[[ PASSAGE FOR REVIEW open ]]
This story is about memory and reality, how we construct our lives from the bits and pieces that are handed to us. For Joris, those bits and pieces are small memories from his brief childhood with a mother and father, moments of play, family moments. These are buttressed by a drawer full of treasured photos---photos of the lost father he worships as a young boy does and the mother who has left him behind. These photos are his tie to a life that no longer exists. His father is in the graveyard. Joris knows he is loved in his current life but he is not secure.
I still have photos from those days, showing me fair-haired and sandal-shod. My father holds me by the hand as we stroll along meadows dappled by the shade of poplars, during summers that now seem greener and slower than they were. (loc 13)
Joris pores over photos for they are his link to the past and the life that wasn't.
I told myself there must be a world out there stocked with all the images that had never been captured, except by the sunshine perhaps, which always seemed to absorb a smattering of whatever it illuminated, reuniting it God knows where with all those two-dimensional figures patiently prised from frames, albums or the depths of the old suitcase in which I kept my most treasured possessions. (loc 139)
[[ PASSAGE FOR REVIEW closed ]]
[[ DATA EXTRACT open ]]
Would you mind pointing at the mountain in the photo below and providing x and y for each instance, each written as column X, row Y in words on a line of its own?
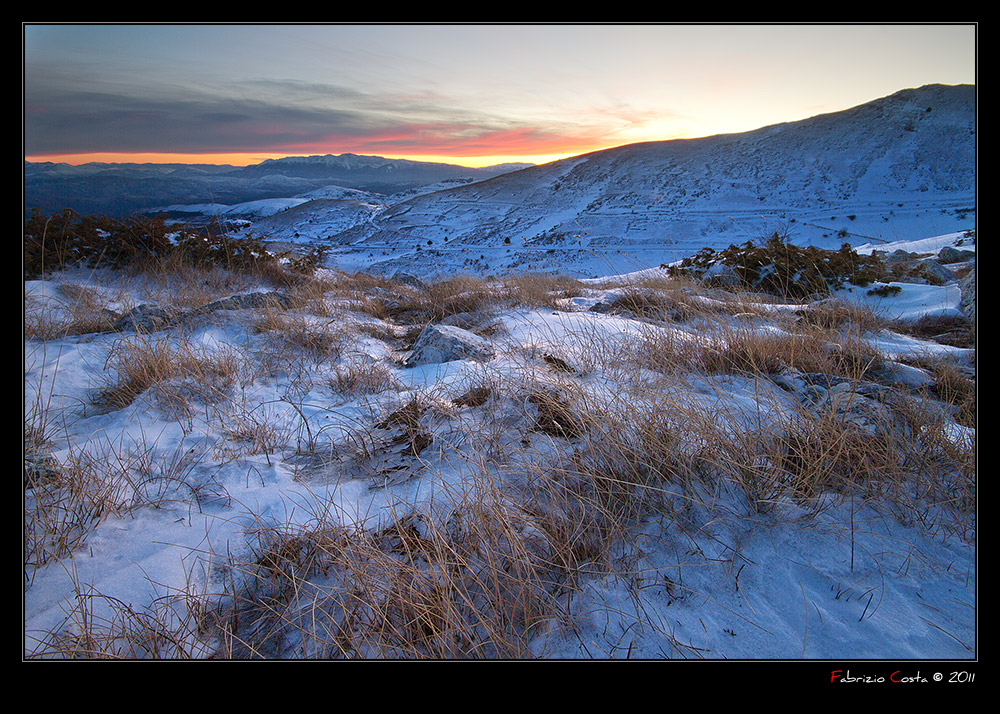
column 893, row 168
column 121, row 189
[[ DATA EXTRACT closed ]]
→ **TRY IT**
Can you repeat, word for word, the part of the passage about Joris and his photos that runs between "I still have" and "possessions. (loc 139)", inclusive?

→ **COMPLETED EXERCISE**
I still have photos from those days, showing me fair-haired and sandal-shod. My father holds me by the hand as we stroll along meadows dappled by the shade of poplars, during summers that now seem greener and slower than they were. (loc 13)
Joris pores over photos for they are his link to the past and the life that wasn't.
I told myself there must be a world out there stocked with all the images that had never been captured, except by the sunshine perhaps, which always seemed to absorb a smattering of whatever it illuminated, reuniting it God knows where with all those two-dimensional figures patiently prised from frames, albums or the depths of the old suitcase in which I kept my most treasured possessions. (loc 139)